STUDY TEXT >>
---
What is important here at intermediate level is understanding that the same system also delivers dopamine in the context of desire to motivate us to strategically seek the truth in a math problem or a scientific endeavor, or to observe closely when learning a new subject.

Likewise, acetylcholine can help us focus and discriminate better to stay on target -it doesn't matter whether the 'target' we're focusing on is an antelope coming in range of our blow-pipe, or the completion of a thesis or symphony. We need exactly the same state of mind to see things through to a successful outcome in abstract circumstances as we do in concrete circumstances: mental stamina, tenacity, determination, patience, focus and 'staying power', and these are invoked with exactly the same process regardless of the details of what they are going to be used for. The unconscious mind doesn't need to know the details in order to provide the necessary basics; it only needs to know which core concepts our behaviors relate to and in what order.


In summary, in the same way that our physical concrete abilities form the basics for their abstract analogues, healthy animal behaviors form the basic 'presets' or templates upon which more complex procedural and abstract constructs can be superimposed.

The basic animal behaviors are hard wired memories developed by evolutionary experience, with a direct link to our core concepts they form a major part of categorisation criteria for making sense of and allocating meaning to the world. They are deeply associated with types of processing necessary throughout the learning cycle, as we saw in tutorial 7, and in everything congruous that we do for the rest of our lives. They even furnish us with a natural morality, as we shall later see.

We are born intent on practising these behaviors through play, and performing them in reality, simply because both intelligence and biology need the range of experiences they cover in order to develop fully. Biology conforms to them automatically and unconsciously (even though consciously we may sometimes believe we are 'doing something' entirely different.)

These behaviors will become subverted whenever we are blocked from doing them by wrong input. Wherever incongruous association directs behavior; we will start doing dodgy things that are harmful to ourselves, to others and to our environment, and we'll carry on doing so until association is congruous, sometimes believing we are doing great good. But the worst danger of incongruous behavior is that it constantly pushes people out of the green zone and towards mental illness, whether they notice it or not.
---
EXERCISE DATA >>
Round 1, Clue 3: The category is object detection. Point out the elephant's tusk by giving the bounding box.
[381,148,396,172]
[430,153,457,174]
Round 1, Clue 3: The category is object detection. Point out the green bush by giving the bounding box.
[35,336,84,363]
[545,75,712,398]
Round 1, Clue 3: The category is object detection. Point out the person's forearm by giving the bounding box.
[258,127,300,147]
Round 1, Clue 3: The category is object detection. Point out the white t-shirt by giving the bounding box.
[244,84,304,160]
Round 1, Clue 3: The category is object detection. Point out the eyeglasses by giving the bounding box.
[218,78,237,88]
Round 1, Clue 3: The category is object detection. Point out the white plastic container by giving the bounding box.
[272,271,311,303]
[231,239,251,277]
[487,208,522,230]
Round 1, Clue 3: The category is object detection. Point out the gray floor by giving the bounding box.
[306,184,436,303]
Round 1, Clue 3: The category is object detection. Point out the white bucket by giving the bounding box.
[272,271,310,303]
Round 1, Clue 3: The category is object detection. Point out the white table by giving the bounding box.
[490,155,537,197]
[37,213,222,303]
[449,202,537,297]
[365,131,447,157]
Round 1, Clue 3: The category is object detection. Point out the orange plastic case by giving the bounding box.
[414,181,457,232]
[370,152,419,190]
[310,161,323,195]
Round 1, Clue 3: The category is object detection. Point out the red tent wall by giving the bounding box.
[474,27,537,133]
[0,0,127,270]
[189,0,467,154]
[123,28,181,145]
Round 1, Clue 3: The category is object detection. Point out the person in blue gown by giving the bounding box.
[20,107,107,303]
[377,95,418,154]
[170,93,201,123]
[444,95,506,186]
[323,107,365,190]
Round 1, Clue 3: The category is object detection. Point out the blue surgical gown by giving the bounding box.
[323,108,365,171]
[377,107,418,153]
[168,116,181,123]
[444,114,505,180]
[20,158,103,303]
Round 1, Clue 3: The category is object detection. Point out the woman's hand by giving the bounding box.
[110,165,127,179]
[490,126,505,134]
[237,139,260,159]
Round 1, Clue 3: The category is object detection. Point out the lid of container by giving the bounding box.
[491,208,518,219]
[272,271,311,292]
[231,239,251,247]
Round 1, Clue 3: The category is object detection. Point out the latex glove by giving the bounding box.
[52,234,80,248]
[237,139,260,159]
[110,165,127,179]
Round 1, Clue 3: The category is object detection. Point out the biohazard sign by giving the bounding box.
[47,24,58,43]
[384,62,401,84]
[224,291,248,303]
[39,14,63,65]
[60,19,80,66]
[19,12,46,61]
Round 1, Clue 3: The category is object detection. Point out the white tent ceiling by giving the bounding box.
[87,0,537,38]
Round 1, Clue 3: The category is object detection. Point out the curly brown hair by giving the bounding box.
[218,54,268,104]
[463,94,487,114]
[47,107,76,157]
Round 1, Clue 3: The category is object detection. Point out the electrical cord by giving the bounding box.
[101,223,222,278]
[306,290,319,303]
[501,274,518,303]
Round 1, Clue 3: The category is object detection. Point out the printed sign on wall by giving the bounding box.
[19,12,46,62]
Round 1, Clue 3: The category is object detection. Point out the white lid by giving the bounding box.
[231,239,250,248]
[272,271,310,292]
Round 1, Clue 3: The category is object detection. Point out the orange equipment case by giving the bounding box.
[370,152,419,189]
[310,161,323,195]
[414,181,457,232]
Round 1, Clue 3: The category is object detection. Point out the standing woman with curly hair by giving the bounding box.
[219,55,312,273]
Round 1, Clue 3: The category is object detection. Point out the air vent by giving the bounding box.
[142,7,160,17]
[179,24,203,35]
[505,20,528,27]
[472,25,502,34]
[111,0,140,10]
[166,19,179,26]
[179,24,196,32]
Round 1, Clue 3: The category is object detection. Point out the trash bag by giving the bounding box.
---
DIRECTIONS >>
1. Using the text on basic animal behaviors, answer yes or no to each statement below, quoting the deciding words from that text. (a) The unconscious mind must know the details of what focus will be used for. (b) The basic animal behaviors are hard wired memories developed by evolutionary experience. (c) Incongruous behavior pushes people out of the green zone only when they notice it.
2. Write the passage that follows the final sentence of the text on basic animal behaviors.

WRITTEN RESPONSES >>
1.
(a) No: "The unconscious mind doesn't need to know the details in order to provide the necessary basics"
(b) Yes: "The basic animal behaviors are hard wired memories developed by evolutionary experience"
(c) No: "it constantly pushes people out of the green zone and towards mental illness, whether they notice it or not"

2.
Neurotransmission is subject to plasticity and if a healthy behavior is not practised, the network for processing that behavior will reduce the number of synapses carrying the relevant transmitters and network connections will degrade. If the wrong behaviors are practised, networks can develop an excess of some transmitters and/or transmitter-receptors that throws the whole brain chemistry off balance and network connections will burn out.

Consequently, a lot of what we do in intermediate NH involves firstly changing ourselves with exercises to tweak our associations into ever-greater congruity; secondly changing our context via input control to avoid incongruity in situations where we can, and thirdly learning 'getaround' hacks for situations where we cannot.

Don't worry at this stage if you are unsure whether your associations and behavior are congruous or not. We must fully understand these concepts before applying them with accuracy in self assessment. We are getting you used to these concepts now so that you will more fully understand the foundations of emotional stability, relationships and interaction, which we will be covering during this batch of tutorials. We'll have enough experience and examples along the way for you to understand how congruity enables interaction and incongruity leads to action/reaction in real life situations.